* **TASK REQUIREMENTS**
Write out each line from the data below that includes the word "construction".
'''
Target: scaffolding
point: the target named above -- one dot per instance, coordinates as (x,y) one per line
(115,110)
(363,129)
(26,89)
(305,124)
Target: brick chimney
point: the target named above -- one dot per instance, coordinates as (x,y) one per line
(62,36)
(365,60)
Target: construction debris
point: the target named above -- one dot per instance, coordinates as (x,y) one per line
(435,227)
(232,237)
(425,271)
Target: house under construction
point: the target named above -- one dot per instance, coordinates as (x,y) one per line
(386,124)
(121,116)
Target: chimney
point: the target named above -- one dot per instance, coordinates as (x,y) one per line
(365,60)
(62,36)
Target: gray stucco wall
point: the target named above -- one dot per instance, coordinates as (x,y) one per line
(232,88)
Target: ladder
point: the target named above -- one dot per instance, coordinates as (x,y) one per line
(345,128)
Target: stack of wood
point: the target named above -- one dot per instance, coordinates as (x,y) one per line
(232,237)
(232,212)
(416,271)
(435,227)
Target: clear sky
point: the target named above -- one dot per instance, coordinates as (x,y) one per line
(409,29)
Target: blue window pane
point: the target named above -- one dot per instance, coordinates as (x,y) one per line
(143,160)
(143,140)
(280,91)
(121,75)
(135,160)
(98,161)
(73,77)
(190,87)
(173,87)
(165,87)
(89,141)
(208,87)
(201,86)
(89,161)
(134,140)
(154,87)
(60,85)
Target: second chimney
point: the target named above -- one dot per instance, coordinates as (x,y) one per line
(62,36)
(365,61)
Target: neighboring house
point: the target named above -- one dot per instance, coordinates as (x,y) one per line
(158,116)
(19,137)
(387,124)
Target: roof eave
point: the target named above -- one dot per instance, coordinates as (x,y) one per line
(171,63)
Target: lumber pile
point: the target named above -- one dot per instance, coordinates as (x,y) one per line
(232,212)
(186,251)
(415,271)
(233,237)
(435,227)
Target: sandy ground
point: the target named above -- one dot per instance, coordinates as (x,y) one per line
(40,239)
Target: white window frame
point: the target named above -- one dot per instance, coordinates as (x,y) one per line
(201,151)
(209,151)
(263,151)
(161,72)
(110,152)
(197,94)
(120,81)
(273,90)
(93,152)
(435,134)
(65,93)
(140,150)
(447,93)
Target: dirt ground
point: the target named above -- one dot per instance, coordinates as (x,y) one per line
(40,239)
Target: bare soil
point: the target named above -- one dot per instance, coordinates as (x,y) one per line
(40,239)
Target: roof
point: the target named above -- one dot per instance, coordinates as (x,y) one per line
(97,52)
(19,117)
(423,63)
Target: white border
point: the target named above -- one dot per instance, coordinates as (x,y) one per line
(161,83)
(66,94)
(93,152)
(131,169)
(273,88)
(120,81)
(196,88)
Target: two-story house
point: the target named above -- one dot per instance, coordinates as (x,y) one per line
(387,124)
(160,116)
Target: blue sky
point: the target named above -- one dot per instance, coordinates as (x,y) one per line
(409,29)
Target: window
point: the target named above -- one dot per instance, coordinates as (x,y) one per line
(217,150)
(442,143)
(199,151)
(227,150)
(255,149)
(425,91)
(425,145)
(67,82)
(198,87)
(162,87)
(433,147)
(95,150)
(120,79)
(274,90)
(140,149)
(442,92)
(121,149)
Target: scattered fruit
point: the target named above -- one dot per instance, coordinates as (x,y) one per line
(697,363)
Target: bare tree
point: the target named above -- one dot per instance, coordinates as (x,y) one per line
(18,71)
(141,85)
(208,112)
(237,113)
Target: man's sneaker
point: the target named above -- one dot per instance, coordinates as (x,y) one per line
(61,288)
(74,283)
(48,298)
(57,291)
'''
* **RESPONSE AREA**
Target: construction debris
Target: house under construction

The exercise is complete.